SUPPLIED TEXT
++++

Gold tops $1,350 Before Fed Meeting Next Week



October 31, 2010 by · Leave a Comment 

Markets await more money printing and key midterm elections

GDP meets expectations

Gold broke $1,350 today just before data showed the U.S. gross domestic product grew by 2 percent in the third quarter on high consumer spending, meeting economic forecasts. In a big meeting Tuesday – also Election Day – the Federal Reserve will discuss the prospect of further quantitative easing, or QE, which will have a major impact on the dollar, inflation expectations, and gold prices. “The Fed meeting next week has been dominating the markets,” said Standard Bank analyst Walter de Wet. “We think the gold market has priced in around a $500 billion QE exercise by the Fed,” he said. “If the Fed comes out with a higher figure, we think gold will move higher.”

The trillion-dollar question: How much money will the Fed print next?

All eyes are on the Fed and its next anticipated round of QE. Most experts agree that some form of QE will be launched at the conclusion of a two-day meeting of its policy-making committee next Wednesday. It’s now just a question of how many billions worth of assets it will purchase and how much the financial markets have already priced in that QE.

“Shock and awe”?: Goldman Sachs thinks the Fed ultimately might buy $2 trillion of assets – a figure close to its “shock and awe” purchase of $1.7 trillion in longer-term Treasury and mortgage-related bonds at the height of the financial crisis. “We expect an announcement of $500 billion or perhaps slightly more over a period of about six months,” said Goldman economist Jan Hatzius. “The key question, however, is not the size of the first step, but how far Fed officials will ultimately need to move to achieve their dual mandate of low inflation and maximum sustainable employment.” The Fed also might announce a monthly purchase rate of perhaps $100 billion that will remain in place until the outlook for jobs and inflation improve “significantly,” he wrote. Goldman thinks as much as $4 trillion of additional asset purchases might be needed to bring inflation and unemployment into line with the Fed’s targets.

Likewise, Bank of America-Merrill Lynch Global Research has forecast $1 trillion in QE, and a Reuters poll showed Wall Street analysts expect the Fed to buy between $80 billion to $100 billion in assets per month.

++++

WRITTEN REQUEST 1
Reproduce the passage of the gold market article that begins with "Markets await more" and ends with "Fed print next?".
The gold market article has no connection to the records that come after it.

DATA SUPPLIED

++++

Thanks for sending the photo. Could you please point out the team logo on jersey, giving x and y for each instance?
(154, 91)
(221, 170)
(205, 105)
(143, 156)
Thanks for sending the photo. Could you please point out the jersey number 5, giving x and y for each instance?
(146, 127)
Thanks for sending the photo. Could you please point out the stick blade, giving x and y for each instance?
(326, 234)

++++

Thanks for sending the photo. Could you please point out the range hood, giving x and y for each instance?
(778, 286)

++++

WRITTEN REQUEST 2
Count the lines of the records that contain the word "jersey", and give only that number.

TASK RESULT 1
Markets await more money printing and key midterm elections

GDP meets expectations

Gold broke $1,350 today just before data showed the U.S. gross domestic product grew by 2 percent in the third quarter on high consumer spending, meeting economic forecasts. In a big meeting Tuesday – also Election Day – the Federal Reserve will discuss the prospect of further quantitative easing, or QE, which will have a major impact on the dollar, inflation expectations, and gold prices. “The Fed meeting next week has been dominating the markets,” said Standard Bank analyst Walter de Wet. “We think the gold market has priced in around a $500 billion QE exercise by the Fed,” he said. “If the Fed comes out with a higher figure, we think gold will move higher.”

The trillion-dollar question: How much money will the Fed print next?

TASK RESULT 2
2